§ Task: Pull out and copy each line of the records below that contains the string "above".
>> begin Data provided
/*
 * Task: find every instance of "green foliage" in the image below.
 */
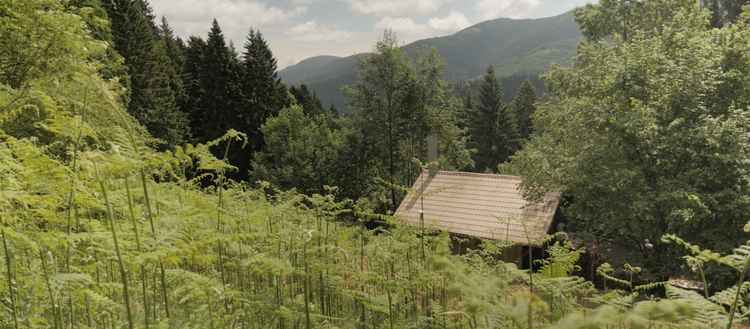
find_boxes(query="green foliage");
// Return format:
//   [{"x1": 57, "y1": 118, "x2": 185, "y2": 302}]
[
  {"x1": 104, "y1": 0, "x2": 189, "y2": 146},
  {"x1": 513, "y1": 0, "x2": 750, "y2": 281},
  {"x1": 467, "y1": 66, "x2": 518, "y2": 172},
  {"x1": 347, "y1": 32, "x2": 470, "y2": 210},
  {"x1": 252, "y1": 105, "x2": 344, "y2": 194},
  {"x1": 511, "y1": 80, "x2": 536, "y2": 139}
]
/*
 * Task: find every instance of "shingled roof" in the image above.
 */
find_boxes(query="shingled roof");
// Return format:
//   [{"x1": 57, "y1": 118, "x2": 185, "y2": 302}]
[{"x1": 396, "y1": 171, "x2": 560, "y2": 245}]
>> end Data provided
>> begin Data provided
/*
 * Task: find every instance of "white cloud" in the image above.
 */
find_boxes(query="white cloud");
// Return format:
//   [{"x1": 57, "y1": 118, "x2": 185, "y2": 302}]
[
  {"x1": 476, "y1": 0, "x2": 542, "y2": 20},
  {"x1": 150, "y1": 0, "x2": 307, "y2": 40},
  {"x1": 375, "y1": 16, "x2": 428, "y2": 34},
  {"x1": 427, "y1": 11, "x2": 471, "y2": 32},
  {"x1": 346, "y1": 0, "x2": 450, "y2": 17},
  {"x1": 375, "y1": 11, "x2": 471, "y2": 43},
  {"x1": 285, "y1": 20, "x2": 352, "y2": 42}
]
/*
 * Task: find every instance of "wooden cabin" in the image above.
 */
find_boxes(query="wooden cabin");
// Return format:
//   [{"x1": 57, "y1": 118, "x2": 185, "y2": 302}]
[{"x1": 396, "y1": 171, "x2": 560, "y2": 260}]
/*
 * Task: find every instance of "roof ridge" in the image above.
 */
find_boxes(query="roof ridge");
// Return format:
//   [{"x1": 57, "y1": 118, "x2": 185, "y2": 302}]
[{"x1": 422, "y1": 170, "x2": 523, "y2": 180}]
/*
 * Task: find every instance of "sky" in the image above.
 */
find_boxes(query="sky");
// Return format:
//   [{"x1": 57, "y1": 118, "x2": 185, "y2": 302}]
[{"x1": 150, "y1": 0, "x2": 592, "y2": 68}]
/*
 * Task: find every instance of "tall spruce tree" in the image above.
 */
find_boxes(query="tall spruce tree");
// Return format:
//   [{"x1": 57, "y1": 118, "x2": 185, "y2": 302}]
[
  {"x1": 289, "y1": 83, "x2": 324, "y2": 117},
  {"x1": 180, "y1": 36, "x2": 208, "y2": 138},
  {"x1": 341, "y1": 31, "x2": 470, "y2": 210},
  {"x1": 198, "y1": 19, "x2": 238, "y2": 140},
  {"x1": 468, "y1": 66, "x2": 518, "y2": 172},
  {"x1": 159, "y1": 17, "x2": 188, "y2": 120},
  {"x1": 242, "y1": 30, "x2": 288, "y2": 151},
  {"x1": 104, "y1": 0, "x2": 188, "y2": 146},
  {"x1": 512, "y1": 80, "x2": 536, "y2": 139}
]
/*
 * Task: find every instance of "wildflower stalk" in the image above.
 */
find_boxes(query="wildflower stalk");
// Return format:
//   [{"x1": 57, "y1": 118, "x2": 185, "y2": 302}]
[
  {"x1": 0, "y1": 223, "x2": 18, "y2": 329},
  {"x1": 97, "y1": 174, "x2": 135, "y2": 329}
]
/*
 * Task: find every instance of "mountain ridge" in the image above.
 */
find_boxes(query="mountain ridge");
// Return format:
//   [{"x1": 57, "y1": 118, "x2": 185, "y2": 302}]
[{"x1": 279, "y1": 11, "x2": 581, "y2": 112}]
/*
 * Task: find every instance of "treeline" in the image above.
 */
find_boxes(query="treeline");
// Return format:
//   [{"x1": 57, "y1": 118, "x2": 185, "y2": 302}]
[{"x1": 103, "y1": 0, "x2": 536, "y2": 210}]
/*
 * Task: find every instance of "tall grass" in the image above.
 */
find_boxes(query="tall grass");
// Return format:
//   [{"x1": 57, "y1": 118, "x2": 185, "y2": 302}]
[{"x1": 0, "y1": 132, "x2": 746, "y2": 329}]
>> end Data provided
§ Output:
 * Task: find every instance of "shingled roof" in the image above.
 * Task: find every instance of "white cloud" in the image above.
 * Task: find every instance of "wooden cabin" in the image above.
 * Task: find every instance of "roof ridge" in the image above.
 * Task: find every instance of "sky" in the image above.
 * Task: find every instance of "tall spruce tree" in the image above.
 * Task: find every instance of "wildflower stalk" in the image above.
 * Task: find every instance of "mountain ridge" in the image above.
 * Task: find every instance of "treeline" in the image above.
 * Task: find every instance of "tall grass" in the image above.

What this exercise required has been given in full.